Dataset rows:

>> Begin

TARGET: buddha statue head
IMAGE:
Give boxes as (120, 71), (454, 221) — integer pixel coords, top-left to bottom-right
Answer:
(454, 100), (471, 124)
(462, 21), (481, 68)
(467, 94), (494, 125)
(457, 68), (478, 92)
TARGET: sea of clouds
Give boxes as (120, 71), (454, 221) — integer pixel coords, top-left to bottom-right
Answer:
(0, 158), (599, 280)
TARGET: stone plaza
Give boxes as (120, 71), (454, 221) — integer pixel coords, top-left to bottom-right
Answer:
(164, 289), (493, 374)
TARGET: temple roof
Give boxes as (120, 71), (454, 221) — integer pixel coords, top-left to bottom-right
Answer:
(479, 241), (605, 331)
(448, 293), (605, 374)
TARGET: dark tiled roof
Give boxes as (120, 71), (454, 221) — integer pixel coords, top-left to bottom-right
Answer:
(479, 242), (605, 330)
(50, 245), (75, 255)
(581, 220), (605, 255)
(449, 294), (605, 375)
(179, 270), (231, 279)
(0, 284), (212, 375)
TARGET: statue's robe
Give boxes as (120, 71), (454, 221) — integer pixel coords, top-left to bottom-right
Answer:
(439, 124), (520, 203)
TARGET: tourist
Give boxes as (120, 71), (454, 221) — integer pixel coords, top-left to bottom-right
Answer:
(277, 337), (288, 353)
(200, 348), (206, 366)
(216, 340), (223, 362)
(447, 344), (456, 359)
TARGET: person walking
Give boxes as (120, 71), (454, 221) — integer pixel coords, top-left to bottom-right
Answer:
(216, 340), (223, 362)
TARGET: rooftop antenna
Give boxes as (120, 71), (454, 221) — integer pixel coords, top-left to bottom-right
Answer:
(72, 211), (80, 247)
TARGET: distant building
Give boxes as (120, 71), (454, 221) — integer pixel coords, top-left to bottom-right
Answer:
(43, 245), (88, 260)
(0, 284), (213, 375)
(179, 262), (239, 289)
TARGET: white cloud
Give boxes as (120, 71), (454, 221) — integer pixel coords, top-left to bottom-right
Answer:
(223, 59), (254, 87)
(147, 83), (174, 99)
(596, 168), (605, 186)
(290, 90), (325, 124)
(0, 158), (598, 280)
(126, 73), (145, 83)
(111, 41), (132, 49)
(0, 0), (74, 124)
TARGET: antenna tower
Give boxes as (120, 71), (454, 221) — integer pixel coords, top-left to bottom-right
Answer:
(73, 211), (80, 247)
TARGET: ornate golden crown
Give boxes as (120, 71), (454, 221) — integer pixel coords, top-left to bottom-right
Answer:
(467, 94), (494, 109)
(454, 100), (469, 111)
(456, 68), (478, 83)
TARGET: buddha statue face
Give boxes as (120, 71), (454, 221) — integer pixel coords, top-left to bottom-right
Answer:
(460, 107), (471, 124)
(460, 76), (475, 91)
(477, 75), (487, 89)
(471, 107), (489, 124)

>> End

### PROMPT
Write out all of the material above line for line, without changing a single character.

### WRITTEN RESPONSE
TARGET: buddha statue head
IMAGE:
Give boxes as (120, 71), (454, 221) — integer pixel coords, top-left to bottom-right
Answer:
(454, 100), (471, 124)
(462, 21), (481, 68)
(467, 94), (494, 125)
(457, 68), (478, 92)
TARGET: sea of clouds
Give boxes as (120, 71), (454, 221) — integer pixel coords, top-left to bottom-right
Answer:
(0, 158), (599, 280)
TARGET: stone plaza
Give boxes as (120, 71), (454, 221) — integer pixel coords, top-left to bottom-right
Answer:
(164, 289), (493, 374)
TARGET: temple roof
Give boxes as (120, 71), (454, 221) — integer pixel coords, top-left to bottom-right
Answer:
(479, 241), (605, 331)
(448, 293), (605, 374)
TARGET: dark tiled roof
Give boxes as (120, 71), (454, 221) — integer pixel coords, top-left to bottom-right
Answer:
(479, 242), (605, 330)
(50, 245), (75, 255)
(581, 220), (605, 255)
(449, 294), (605, 375)
(179, 270), (231, 279)
(0, 284), (212, 375)
TARGET: statue's robe
Give boxes as (120, 71), (454, 221) — integer pixel coords, top-left to bottom-right
Answer:
(439, 124), (520, 203)
TARGET: tourist
Give boxes as (120, 71), (454, 221) — integer pixel coords, top-left to bottom-right
Answer:
(277, 337), (288, 353)
(200, 348), (206, 366)
(216, 340), (223, 362)
(447, 344), (456, 359)
TARGET: person walking
Give boxes as (120, 71), (454, 221) — integer pixel coords, top-left to bottom-right
Answer:
(216, 340), (223, 362)
TARGET: rooftop antenna
Give boxes as (120, 71), (454, 221) — integer pixel coords, top-left to bottom-right
Answer:
(72, 211), (80, 247)
TARGET: distant building
Give boxes as (120, 71), (454, 221) — integer pixel coords, top-left to bottom-right
Answer:
(43, 245), (88, 260)
(0, 284), (213, 375)
(179, 262), (239, 289)
TARGET: white cloud
Give boxes as (120, 71), (454, 221) — integer pixel coords, top-left to bottom-right
Answer:
(223, 59), (254, 87)
(147, 83), (174, 99)
(596, 168), (605, 186)
(290, 90), (325, 124)
(0, 158), (598, 280)
(126, 73), (145, 83)
(111, 41), (132, 49)
(0, 0), (74, 124)
TARGET: antenna tower
Give boxes as (120, 71), (454, 221) — integer pixel coords, top-left to bottom-right
Answer:
(73, 211), (80, 247)
TARGET: ornate golden crown
Give boxes as (120, 71), (454, 221) — integer pixel coords, top-left to bottom-right
Answer:
(467, 94), (494, 109)
(454, 100), (469, 111)
(456, 68), (478, 83)
TARGET: buddha statue face
Give boxes as (120, 71), (454, 221) — integer pixel coords, top-left to bottom-right
Answer:
(460, 107), (471, 124)
(460, 76), (475, 91)
(477, 75), (487, 89)
(471, 107), (489, 124)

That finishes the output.